やってみよう -
カンボジア支援活動の体験記から、「矢島周三さん (第9回SCHECカンボジア支援活動 06年11月参加)」で始まり「に、何となく安心感を覚えた。」で終わる部分をそのまま書き写してください。

本文抜粋 -

矢島周三さん (第9回SCHECカンボジア支援活動 06年11月参加)

 私はとある制作会社に勤める会社員。SCHECのパンフレットやWebサイトの制作をお手伝いさせていただいている縁で、今回のボランティア活動に同行することとなった。

 今回の活動は歯科診療と井戸及び簡易水道の視察、小学校開校式典への参加の4つ。詳しい内容は第9回の活動レポートに譲るとして、ここではボランティア活動に同行して感じた素直な感想を書きたいと思う。

 初めての海外、初めてのカンボジア、初めてのボランティア(に同行)。そんな事情もあって私の頭の中のカンボジアは緑と地雷の街。子どもたちは草原で戯れ、大人たちは農業に精を出す。そんな風景が想像された。しかしいざ到着すれば予想を覆す展開。道路は舗装され、ホテルはライトアップされ、無数のバイクが走る街。到着して早々、自分の浅はかさを思い知らされることとなった。ただ本当に栄えているのは街の中心部だけ。幹線道路を一本外れれば、地雷こそないがそこはイメージしていたカンボジアそのもの。豊かな緑にデコボコ道、日陰で涼む牛や濁った池で水浴びをする子どもたちに、何となく安心感を覚えた。



 カンボジアではあまり浸透していないであろう歯科診療。なかには「何でわざわざ痛い思いをしなきゃなんないの?」と腑に落ちない人もいたかもしれない。でもそれで良いのだ。よく分かんないけど実は役に立っている。それってとても素晴らしいことだと思う。ただ肝心の歯医者さんたちは、言葉の通じない患者と普段とはあまりに異なる環境に大変そうだった。カンボジアの人たちは基本的に動じない。診療を観察していてそう感じた。日本の子どもならたちまち泣き出しそうな場面も、カンボジアの子どもは無表情。歯医者に対する恐怖心がないからか、単に痛くないだけか。明らかに顔が引きつっている大人もいたが、決して大きな声を出したりはしなかった。そしてカメラを向けても無表情。たまに頬が緩んでも平静を装う。得体の知れない外人に警戒するのも無理はないが、そこには戦争の記憶が少なからず影響しているのかもしれない。

データセットに収められた項目
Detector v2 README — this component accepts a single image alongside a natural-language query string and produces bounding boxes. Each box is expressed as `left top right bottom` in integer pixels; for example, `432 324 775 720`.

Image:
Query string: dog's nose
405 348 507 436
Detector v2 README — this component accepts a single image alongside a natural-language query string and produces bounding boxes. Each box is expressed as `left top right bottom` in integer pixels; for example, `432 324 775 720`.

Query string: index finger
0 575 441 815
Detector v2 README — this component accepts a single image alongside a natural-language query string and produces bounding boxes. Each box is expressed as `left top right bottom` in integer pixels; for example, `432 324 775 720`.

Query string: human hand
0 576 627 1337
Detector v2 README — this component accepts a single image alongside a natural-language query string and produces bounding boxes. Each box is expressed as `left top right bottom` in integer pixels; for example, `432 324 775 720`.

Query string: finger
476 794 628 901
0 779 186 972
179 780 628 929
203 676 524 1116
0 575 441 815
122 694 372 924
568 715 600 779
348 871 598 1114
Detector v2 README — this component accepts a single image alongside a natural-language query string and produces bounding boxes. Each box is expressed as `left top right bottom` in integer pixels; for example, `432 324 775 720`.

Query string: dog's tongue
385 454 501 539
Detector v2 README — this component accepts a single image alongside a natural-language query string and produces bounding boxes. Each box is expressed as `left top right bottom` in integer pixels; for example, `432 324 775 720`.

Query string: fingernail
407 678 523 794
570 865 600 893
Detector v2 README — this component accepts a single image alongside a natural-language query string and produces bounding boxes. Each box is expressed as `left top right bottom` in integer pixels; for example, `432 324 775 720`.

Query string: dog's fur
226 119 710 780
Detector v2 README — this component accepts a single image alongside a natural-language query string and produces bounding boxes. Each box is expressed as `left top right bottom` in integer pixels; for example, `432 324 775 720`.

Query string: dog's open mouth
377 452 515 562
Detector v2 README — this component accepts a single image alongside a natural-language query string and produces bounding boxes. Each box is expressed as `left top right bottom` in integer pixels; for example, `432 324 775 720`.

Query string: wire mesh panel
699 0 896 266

解答例 -
矢島周三さん (第9回SCHECカンボジア支援活動 06年11月参加)

 私はとある制作会社に勤める会社員。SCHECのパンフレットやWebサイトの制作をお手伝いさせていただいている縁で、今回のボランティア活動に同行することとなった。

 今回の活動は歯科診療と井戸及び簡易水道の視察、小学校開校式典への参加の4つ。詳しい内容は第9回の活動レポートに譲るとして、ここではボランティア活動に同行して感じた素直な感想を書きたいと思う。

 初めての海外、初めてのカンボジア、初めてのボランティア(に同行)。そんな事情もあって私の頭の中のカンボジアは緑と地雷の街。子どもたちは草原で戯れ、大人たちは農業に精を出す。そんな風景が想像された。しかしいざ到着すれば予想を覆す展開。道路は舗装され、ホテルはライトアップされ、無数のバイクが走る街。到着して早々、自分の浅はかさを思い知らされることとなった。ただ本当に栄えているのは街の中心部だけ。幹線道路を一本外れれば、地雷こそないがそこはイメージしていたカンボジアそのもの。豊かな緑にデコボコ道、日陰で涼む牛や濁った池で水浴びをする子どもたちに、何となく安心感を覚えた。